The records below need to be set down again exactly; their images stay out.

[Saved entries]
^^^^^^^^^^^^^^^^

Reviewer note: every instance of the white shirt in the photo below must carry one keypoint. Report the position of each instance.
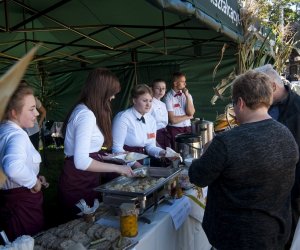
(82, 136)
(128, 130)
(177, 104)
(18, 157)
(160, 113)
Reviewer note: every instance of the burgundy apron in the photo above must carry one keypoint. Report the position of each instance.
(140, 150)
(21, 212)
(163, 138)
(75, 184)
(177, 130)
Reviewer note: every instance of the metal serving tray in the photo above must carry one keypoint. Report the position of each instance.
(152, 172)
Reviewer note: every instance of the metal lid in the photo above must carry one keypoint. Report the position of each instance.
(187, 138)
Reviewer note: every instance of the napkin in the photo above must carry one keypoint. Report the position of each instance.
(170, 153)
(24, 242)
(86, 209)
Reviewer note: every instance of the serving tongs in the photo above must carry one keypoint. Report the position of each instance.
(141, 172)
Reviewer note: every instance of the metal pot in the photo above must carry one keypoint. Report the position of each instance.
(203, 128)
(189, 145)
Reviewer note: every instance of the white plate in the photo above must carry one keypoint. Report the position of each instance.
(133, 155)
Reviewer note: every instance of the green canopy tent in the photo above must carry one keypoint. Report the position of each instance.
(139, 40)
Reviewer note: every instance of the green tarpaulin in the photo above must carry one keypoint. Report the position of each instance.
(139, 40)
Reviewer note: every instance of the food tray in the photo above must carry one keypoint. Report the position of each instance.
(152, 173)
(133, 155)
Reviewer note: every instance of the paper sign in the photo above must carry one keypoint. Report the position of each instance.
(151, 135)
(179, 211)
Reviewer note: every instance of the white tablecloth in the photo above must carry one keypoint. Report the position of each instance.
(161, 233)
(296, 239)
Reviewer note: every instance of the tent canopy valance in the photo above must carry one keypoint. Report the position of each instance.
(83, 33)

^^^^^^^^^^^^^^^^

__SOLUTION__.
Reviewer note: every instance of the white shirt in the photo below must carry one keypoint. Report the position of each instance.
(82, 136)
(128, 130)
(177, 104)
(18, 157)
(160, 113)
Reviewer note: every instance of the burgundy apron in the photo above must carry one keypoint. Report the position of each instance.
(140, 150)
(21, 212)
(163, 138)
(75, 184)
(177, 130)
Reviewer note: every instance of the metal serving tray in the photo above must carry one keypoint. Report the position of each instance.
(152, 172)
Reviewer note: every instance of the metal lid in the photo above must carry one keypoint. Report the position of each instance.
(187, 138)
Reviewer note: every instance of the napkin in the photo above must carry one keypoint. Report the position of each instance.
(170, 153)
(24, 242)
(86, 209)
Reviewer note: every instance of the serving tongs in the photo above must carry one keypoint. Report the position of each instance.
(141, 172)
Reviewer note: every instance of the metal pot in the photo above must carry one keypoint. Report the position of each instance.
(203, 128)
(189, 145)
Reviewer note: every instance of the white plate in the photo above must carry one keypoint. Report the position of each instance.
(133, 155)
Reviewer note: every instance of the green canopy tent in the photo above must carry one keypoint. Report the position of each instance.
(139, 40)
Reviewer note: every instance of the green tarpaulin in the photo above must carry one keypoint. Report the position of each instance.
(139, 40)
Reviewer note: every instance of the food tray in the photo above must carry one keypoint. Report the position of each instance.
(152, 173)
(133, 155)
Reviewer note: every instance of the paper sign in the photo above must carry one keypoint. Report the position of each instance.
(151, 135)
(179, 211)
Reviewer note: every instance of the white tablecloth in the photo above must carry one keypoint. Report the position of each instance.
(161, 233)
(296, 239)
Reviewer note: every instance of the tent canopy valance in the photo above must carry one keypoint. Report the position of each instance.
(83, 33)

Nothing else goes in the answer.